• _ÜBUNGSAUFGABEN_:
- 1) Beantworte anhand des Textes zu Idriss Déby und dem Tschad folgende Fragen:
(a) In welchem Jahr kehrte Idriss Déby in den Tschad zurück?
(b) Welcher Volksgruppe gehört Idriss Déby an?
(c) In welches Land flüchtete Präsident Habré?
- 2) Prüfe, ob die folgenden Aussagen mit dem Text zu Idriss Déby und dem Tschad übereinstimmen. Antworte jeweils mit Ja oder Nein und zitiere die entscheidende Textstelle wörtlich.
(a) Idriss Déby kehrte aus einem Exil im Senegal in den Tschad zurück.
(b) Präsident Habré wurde im Senegal unter Hausarrest gestellt.
(c) Der Versuch, Habré den Prozess zu machen, scheiterte am internationalen Recht.

═══ VORLIEGENDER TEXT ═══

Idriss Déby und die Situation im Tschad

Im Jahr 1990 kehrte Idriss Déby, ein muslimischer Kriegsherr der Volksgruppe der Zaghawa, die grenzüberschreitend in der sudanesischen Darfurregion so gnadenlos verfolgt wird, aus seinem selbst gewählten sudanesischen Exil mit einer 2000 Mann starken Privatarmee in den Tschad zurück.

Als Befreier.

Doch vor seiner Flucht war er Armeechef von ›Afrikas Pinochet, den er aus dem Amt jagte. Präsident Habré flüchtete in den Senegal und wurde dort im Laufe des Jahres 2000 unter Hausarrest gestellt. Man wollte ihm wegen unzähliger Morde während seiner Herrschaft – es sollen um die 40 000 sein – den Prozess machen, scheiterte jedoch am internationalen Recht. Man sei leider nicht zuständig, wie das Berufungsgericht des Senegals 2001 feststellten musste. Im August 2008 wird er von einem tschadischen Gericht in Abwesenheit zum Tode verurteilt werden.

═══ BEREITGESTELLTE DATEN ═══

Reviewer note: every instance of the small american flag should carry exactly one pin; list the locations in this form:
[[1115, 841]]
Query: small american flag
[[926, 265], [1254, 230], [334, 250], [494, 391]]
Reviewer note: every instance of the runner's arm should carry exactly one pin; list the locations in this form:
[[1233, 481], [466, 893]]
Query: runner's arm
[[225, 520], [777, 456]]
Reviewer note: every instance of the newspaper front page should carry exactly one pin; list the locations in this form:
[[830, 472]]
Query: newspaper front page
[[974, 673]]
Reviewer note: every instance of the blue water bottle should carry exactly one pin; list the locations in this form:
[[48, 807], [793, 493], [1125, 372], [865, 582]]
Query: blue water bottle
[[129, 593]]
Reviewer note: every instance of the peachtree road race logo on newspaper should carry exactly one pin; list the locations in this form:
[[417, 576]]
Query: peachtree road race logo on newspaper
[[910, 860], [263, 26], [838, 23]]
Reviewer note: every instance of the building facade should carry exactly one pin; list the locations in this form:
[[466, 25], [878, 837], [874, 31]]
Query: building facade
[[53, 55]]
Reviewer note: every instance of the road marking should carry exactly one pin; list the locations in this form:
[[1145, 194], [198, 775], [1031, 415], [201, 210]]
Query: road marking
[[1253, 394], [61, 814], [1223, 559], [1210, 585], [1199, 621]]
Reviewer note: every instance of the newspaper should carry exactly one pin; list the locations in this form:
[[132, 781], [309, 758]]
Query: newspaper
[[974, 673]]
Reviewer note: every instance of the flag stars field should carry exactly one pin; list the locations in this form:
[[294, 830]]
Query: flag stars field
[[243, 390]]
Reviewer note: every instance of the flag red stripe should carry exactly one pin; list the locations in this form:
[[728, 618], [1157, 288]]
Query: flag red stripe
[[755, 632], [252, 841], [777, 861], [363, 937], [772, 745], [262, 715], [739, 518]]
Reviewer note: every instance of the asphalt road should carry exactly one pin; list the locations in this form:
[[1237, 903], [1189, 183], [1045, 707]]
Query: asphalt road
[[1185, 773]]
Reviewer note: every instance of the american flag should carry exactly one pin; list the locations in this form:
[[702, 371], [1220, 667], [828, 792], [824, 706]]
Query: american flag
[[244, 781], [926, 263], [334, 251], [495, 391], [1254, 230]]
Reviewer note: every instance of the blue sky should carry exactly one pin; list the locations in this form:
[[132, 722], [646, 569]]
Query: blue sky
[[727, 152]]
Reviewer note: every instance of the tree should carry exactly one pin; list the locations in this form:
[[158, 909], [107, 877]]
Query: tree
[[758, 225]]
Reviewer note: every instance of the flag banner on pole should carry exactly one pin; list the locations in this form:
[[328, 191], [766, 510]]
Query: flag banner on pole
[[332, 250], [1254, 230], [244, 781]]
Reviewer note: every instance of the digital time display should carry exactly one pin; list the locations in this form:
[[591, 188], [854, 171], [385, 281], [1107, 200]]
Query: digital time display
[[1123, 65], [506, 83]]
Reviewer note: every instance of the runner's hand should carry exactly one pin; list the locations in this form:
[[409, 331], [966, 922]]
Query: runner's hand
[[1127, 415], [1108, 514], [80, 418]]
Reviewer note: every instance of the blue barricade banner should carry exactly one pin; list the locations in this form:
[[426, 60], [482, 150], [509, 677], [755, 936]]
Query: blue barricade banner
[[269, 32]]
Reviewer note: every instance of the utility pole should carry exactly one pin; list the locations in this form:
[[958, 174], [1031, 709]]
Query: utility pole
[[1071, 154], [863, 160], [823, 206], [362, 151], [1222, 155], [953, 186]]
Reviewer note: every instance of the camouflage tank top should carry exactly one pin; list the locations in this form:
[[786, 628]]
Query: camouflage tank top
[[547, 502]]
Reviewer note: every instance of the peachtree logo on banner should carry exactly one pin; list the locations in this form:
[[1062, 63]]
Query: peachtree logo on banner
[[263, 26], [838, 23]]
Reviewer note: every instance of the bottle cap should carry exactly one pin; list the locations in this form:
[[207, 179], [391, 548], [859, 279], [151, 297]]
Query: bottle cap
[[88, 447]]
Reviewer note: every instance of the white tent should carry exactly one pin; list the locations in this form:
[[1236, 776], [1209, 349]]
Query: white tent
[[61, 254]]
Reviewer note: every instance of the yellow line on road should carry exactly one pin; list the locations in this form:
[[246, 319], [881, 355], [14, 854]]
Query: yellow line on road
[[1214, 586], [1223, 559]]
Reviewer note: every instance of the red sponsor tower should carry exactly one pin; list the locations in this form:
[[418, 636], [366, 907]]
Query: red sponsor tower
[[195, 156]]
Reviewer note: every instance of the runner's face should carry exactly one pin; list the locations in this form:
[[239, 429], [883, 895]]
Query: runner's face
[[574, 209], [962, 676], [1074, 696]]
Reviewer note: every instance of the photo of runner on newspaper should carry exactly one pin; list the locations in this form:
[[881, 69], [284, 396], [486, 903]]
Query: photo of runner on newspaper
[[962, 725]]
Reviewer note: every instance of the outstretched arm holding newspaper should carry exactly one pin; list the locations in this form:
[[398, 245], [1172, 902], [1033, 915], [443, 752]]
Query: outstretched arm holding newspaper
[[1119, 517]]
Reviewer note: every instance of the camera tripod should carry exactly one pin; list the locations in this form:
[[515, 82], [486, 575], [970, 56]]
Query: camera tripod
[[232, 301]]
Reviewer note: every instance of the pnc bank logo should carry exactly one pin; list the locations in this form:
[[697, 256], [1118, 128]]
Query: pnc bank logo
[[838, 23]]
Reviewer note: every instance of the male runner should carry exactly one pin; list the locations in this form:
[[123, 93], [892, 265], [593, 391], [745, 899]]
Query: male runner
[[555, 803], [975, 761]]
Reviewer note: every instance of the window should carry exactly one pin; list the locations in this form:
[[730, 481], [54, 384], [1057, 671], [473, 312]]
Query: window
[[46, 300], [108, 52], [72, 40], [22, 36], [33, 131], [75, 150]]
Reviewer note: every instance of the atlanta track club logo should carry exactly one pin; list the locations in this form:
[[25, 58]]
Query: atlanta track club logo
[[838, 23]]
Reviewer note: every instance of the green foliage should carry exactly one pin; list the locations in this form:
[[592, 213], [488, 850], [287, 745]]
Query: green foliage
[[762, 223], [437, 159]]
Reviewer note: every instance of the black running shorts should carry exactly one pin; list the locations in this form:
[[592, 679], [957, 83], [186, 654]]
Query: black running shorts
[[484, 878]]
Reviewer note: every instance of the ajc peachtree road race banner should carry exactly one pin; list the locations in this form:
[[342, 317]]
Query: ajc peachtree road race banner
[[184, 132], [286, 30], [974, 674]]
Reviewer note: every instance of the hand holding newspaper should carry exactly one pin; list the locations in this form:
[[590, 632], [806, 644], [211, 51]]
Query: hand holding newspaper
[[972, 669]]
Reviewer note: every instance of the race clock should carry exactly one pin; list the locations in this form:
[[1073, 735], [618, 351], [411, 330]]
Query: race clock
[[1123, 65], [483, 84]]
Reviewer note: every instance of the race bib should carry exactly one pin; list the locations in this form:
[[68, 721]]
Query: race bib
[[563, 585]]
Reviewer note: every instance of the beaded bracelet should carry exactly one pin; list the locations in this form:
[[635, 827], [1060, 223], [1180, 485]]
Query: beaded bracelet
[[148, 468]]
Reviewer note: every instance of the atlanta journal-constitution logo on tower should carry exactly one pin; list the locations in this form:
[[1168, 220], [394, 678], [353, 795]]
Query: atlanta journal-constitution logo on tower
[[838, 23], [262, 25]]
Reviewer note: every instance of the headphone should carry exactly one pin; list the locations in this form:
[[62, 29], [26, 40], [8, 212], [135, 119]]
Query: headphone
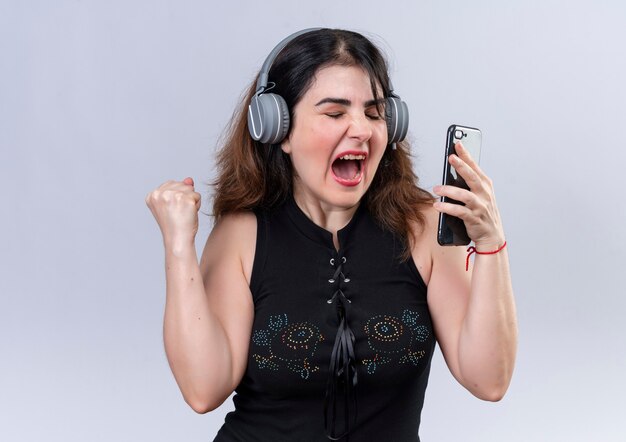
[[268, 114]]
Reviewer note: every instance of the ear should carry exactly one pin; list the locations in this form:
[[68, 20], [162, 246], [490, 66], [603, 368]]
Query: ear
[[286, 146]]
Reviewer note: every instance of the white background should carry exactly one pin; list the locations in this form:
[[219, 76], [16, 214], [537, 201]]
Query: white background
[[101, 101]]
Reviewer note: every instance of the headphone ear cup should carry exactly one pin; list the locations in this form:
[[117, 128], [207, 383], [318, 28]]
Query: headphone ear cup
[[397, 117], [268, 118]]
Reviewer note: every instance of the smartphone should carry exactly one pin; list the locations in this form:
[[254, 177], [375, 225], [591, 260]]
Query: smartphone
[[451, 230]]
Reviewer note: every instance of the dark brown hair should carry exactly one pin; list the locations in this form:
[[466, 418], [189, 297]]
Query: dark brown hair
[[252, 175]]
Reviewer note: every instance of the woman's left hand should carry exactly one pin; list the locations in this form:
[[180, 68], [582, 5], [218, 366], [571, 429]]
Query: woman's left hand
[[480, 213]]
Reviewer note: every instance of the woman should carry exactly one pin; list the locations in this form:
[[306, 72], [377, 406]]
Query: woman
[[322, 288]]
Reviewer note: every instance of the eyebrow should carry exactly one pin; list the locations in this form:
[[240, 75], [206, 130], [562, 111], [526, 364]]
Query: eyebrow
[[344, 102]]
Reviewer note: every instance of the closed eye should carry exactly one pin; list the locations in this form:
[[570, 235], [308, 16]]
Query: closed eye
[[334, 115]]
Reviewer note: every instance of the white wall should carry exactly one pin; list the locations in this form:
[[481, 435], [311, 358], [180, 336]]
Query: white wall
[[102, 101]]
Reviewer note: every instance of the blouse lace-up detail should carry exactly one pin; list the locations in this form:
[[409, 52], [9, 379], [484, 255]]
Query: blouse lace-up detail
[[342, 377]]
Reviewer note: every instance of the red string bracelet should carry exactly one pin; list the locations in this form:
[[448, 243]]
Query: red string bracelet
[[472, 249]]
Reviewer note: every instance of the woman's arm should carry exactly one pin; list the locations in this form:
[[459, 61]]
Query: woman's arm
[[209, 312], [474, 312]]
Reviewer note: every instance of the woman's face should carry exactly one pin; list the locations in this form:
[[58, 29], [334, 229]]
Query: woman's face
[[337, 138]]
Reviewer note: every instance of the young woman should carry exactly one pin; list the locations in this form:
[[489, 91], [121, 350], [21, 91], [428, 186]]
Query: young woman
[[322, 289]]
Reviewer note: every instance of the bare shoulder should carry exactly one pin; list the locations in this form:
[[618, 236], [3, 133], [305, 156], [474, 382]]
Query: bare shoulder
[[425, 241], [233, 238]]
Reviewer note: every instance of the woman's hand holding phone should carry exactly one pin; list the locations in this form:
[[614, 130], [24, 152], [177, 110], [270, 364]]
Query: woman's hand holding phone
[[480, 212]]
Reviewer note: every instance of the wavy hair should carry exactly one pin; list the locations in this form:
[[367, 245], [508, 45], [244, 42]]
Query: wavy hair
[[255, 176]]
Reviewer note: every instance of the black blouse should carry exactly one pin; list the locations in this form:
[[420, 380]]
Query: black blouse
[[342, 340]]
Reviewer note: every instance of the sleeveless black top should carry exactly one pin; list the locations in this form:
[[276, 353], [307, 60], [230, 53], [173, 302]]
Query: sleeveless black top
[[341, 341]]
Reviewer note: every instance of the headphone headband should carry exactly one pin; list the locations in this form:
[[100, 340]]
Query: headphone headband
[[261, 83], [268, 113]]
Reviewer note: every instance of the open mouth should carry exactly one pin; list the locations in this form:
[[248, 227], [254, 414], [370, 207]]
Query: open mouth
[[347, 169]]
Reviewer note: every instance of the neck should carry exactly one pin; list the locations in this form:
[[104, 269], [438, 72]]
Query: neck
[[330, 218]]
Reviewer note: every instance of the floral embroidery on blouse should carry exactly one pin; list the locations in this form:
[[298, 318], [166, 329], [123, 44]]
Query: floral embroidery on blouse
[[287, 345], [392, 338]]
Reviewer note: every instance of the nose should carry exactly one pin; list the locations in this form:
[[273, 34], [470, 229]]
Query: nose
[[360, 128]]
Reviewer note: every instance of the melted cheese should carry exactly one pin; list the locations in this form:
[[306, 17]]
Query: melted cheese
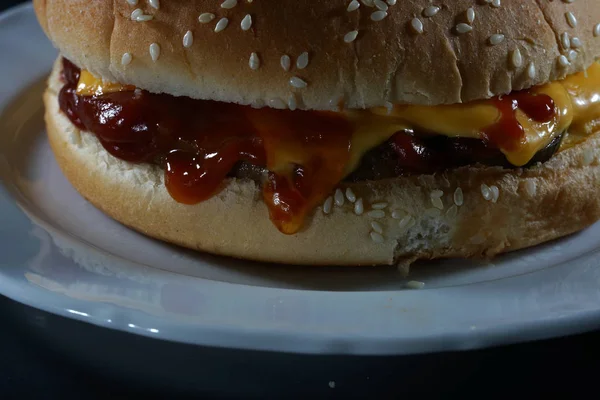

═══

• _ERGEBNISSE DER ÜBUNG_:
- 1)
(a) 1990
(b) Den Zaghawa
(c) In den Senegal

- 2)
(a) Nein: „aus seinem selbst gewählten sudanesischen Exil“
(b) Ja: „Präsident Habré flüchtete in den Senegal und wurde dort im Laufe des Jahres 2000 unter Hausarrest gestellt.“
(c) Ja: „scheiterte jedoch am internationalen Recht“